Then one day this monk named Telemachus felt that the Lord wanted him to go to Rome, the busiest, wealthiest, biggest city in the world. Telemachus had no idea why he should go there, and he was terrified at the thought. But as he prayed, God’s directive became clear. He was sure God wanted him to go to Rome.

He arrived there during the holiday festival. The city was bustling with excitement over the recent Roman victory over the Goths. In the midst of this jubilant commotion, the monk looked for clues as to why God had brought him there, for he had no other guidance, not even a superior in a religious order to contact.

'Perhaps,' he thought, 'it is not sheer coincidence that I have arrived at this festival time. Perhaps God has some special role for me to play.'

So Telemachus let the crowds guide him, and the stream of humanity soon led him into the Coliseum where the gladiator contests were to be staged. He could hear the cries of the animals in their cages beneath the floor of the great arena and the clamor of the contestants preparing to do battle.

The gladiators marched into the arena, saluted the emperor, and shouted, 'We who are about to die salute thee.' Telemachus shuddered. He had never heard of gladiator games before, but had a premonition of awful violence.

The crowd had come to cheer men who, for no reason other than amusement, would murder each other. Human lives were taken for the purpose of entertainment. As the monk realized what was going to happen, he realized he could not sit still and watch such savagery. Neither could he leave and forget it. He jumped to the top of the perimeter wall and cried, 'In the name of Christ, forbear!' [That means, "STOP"]

The fighting began, of course. No one paid the slightest heed to the puny voice. So Telemachus pattered down the stone steps and leapt onto the sandy floor of the arena. He made a comic figure--a scrawny man in a monk’s habit dashing back and forth between muscular, armed athletes. One gladiator sent him sprawling with a blow from his shield, directing him back to his seat. It was a rough gesture, though almost a kind one. The crowd roared.

----------

### TASKS AND EXERCISES
1. Rename "small bush on slope" to "small shrub on slope" in the listing, starting at its first line and ending at the line that contains "M173 71L170 75L168". Give those lines again with nothing else changed.
2. Write what comes next in the account of the monk Telemachus at the Coliseum, starting after its final sentence.

----------

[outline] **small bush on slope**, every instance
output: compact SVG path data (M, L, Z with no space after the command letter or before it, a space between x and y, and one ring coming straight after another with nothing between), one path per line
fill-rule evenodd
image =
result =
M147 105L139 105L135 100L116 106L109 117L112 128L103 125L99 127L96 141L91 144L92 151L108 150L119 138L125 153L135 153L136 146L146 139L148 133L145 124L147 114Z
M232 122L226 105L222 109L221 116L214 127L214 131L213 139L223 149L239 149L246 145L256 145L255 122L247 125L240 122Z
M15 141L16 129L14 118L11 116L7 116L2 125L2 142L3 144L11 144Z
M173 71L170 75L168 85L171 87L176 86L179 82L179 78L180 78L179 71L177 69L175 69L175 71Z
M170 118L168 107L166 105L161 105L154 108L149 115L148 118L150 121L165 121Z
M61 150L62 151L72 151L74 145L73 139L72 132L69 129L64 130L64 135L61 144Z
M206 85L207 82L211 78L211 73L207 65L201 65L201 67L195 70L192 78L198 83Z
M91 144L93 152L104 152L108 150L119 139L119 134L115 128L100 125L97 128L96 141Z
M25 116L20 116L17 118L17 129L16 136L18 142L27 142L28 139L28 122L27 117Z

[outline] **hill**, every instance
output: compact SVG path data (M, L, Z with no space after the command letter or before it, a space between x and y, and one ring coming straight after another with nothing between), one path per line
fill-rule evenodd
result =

----------

### ANSWERS GIVEN
1.
[outline] **small shrub on slope**, every instance
output: compact SVG path data (M, L, Z with no space after the command letter or before it, a space between x and y, and one ring coming straight after another with nothing between), one path per line
fill-rule evenodd
image =
result =
M147 105L139 105L135 100L116 106L109 117L112 128L103 125L99 127L96 141L91 144L92 151L108 150L119 138L125 153L135 153L136 146L146 139L148 133L145 124L147 114Z
M232 122L226 105L222 109L221 116L214 127L214 131L213 139L223 149L239 149L246 145L256 145L255 122L247 125L240 122Z
M15 141L16 129L14 118L11 116L7 116L2 125L2 142L3 144L11 144Z
M173 71L170 75L168 85L171 87L176 86L179 82L179 78L180 78L179 71L177 69L175 69L175 71Z

2.
But Telemachus refused to stop. He rushed into the way of those trying to fight, shouting again, 'In the name of Christ, forbear!' The crowd began to laugh and cheer him on, perhaps thinking that he was part of the entertainment.

Then his movement blocked the vision of one of the contestants; so that the gladiator only saw a blow coming just in time. His interruption angered the crowd. They began to cry for his blood. 'Run him through,' they screamed.

The gladiator he had blocked, raised his sword and with a flash of steel struck Telemachus, slashing down across his chest and into his stomach. The little monk gasped once more, 'In the name of Christ, forbear,' and collapsed onto the sand.

Then a strange thing occurred. As the two gladiators and the crowd focused on the still form on the suddenly crimson sand, the arena grew deathly quiet. In the silence, someone in the top tier got up and walked out. Another followed. All over the arena, spectators began to leave, until the huge stadium was emptied.

There were other forces at work, of course, but that one, innocent figure lying in the pool of blood crystallized the opposition, and that was the last gladiator contest in the Roman Coliseum. Never again did men kill each other for the crowds’ entertainment in the Roman arena.”

I wonder: what are we willing to sacrifice to stop the bloodshed today?